__Aim__
Rewrite the records below with "top-left corner" replaced by "upper-left corner" and every other character unchanged. Leave the pictures out of your answer.

__Data shown__
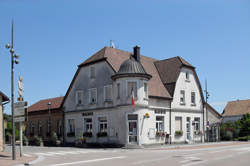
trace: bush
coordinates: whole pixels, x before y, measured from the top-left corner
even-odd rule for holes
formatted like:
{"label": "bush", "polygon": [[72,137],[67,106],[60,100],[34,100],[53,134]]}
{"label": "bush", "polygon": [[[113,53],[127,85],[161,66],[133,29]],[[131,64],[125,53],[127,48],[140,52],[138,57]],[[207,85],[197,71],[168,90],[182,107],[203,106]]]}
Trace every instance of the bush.
{"label": "bush", "polygon": [[107,137],[108,133],[107,132],[99,132],[96,134],[97,137]]}
{"label": "bush", "polygon": [[239,137],[238,138],[239,141],[247,141],[247,139],[248,139],[247,136]]}
{"label": "bush", "polygon": [[181,130],[175,131],[175,136],[182,136],[183,132]]}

__Answer to the task__
trace: bush
coordinates: whole pixels, x before y, measured from the upper-left corner
even-odd rule for holes
formatted like:
{"label": "bush", "polygon": [[72,137],[67,106],[60,100],[34,100],[53,134]]}
{"label": "bush", "polygon": [[[113,53],[127,85],[161,66],[133,29]],[[131,64],[125,53],[127,48],[140,52],[138,57]],[[207,85],[197,71],[168,90],[182,107],[203,106]]]}
Trace every instance of the bush.
{"label": "bush", "polygon": [[107,137],[108,133],[107,132],[99,132],[96,134],[97,137]]}
{"label": "bush", "polygon": [[239,137],[238,138],[239,141],[247,141],[247,139],[248,139],[247,136]]}
{"label": "bush", "polygon": [[181,130],[175,131],[175,136],[182,136],[183,132]]}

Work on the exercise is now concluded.